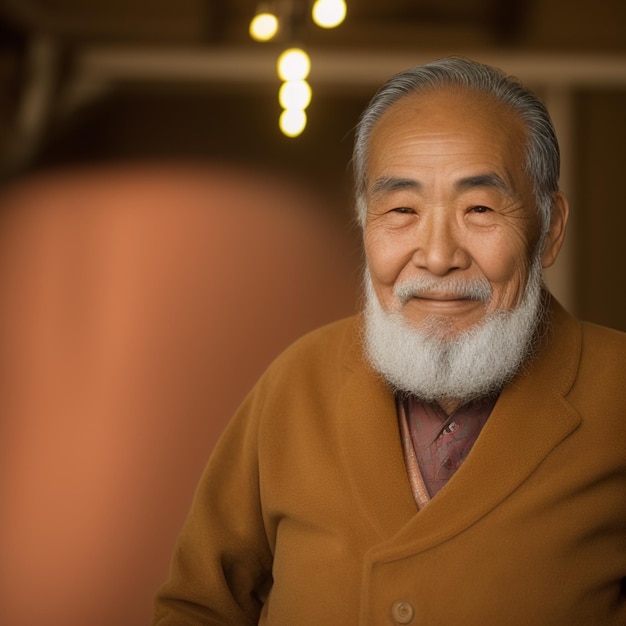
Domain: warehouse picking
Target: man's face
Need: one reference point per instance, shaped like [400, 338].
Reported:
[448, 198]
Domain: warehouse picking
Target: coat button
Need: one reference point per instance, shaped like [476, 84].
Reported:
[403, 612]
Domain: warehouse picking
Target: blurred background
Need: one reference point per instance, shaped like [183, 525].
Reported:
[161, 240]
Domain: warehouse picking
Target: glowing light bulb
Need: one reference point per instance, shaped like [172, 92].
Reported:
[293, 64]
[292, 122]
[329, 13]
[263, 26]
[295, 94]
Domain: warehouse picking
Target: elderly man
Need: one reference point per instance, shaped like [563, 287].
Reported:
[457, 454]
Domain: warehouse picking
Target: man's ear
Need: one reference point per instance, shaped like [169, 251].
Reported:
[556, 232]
▬▬▬▬▬▬
Pull out every entry above word for word, leaving out the picture.

Domain: warehouse picking
Target: man's face
Need: one reference point per instance, shaped like [400, 338].
Reported:
[448, 198]
Domain: warehouse picking
Target: coat button
Need: one reference point per instance, shaped like [476, 84].
Reported:
[403, 612]
Domain: warehouse picking
Target: blurred background
Need: one reference point per instance, shaped like [183, 525].
Reported:
[161, 240]
Domain: warehouse picking
Target: glowing light bulb
Need: one reference point per instance, shaped like [172, 92].
Reported:
[293, 64]
[292, 122]
[329, 13]
[263, 26]
[295, 94]
Domain: warehouse picking
Target: elderly man
Need: one reference point per instance, shaped like [563, 287].
Reported:
[457, 454]
Domain: warehouse picking
Target: man's ear
Need: one reference point per instance, shaped like [169, 251].
Reported:
[556, 232]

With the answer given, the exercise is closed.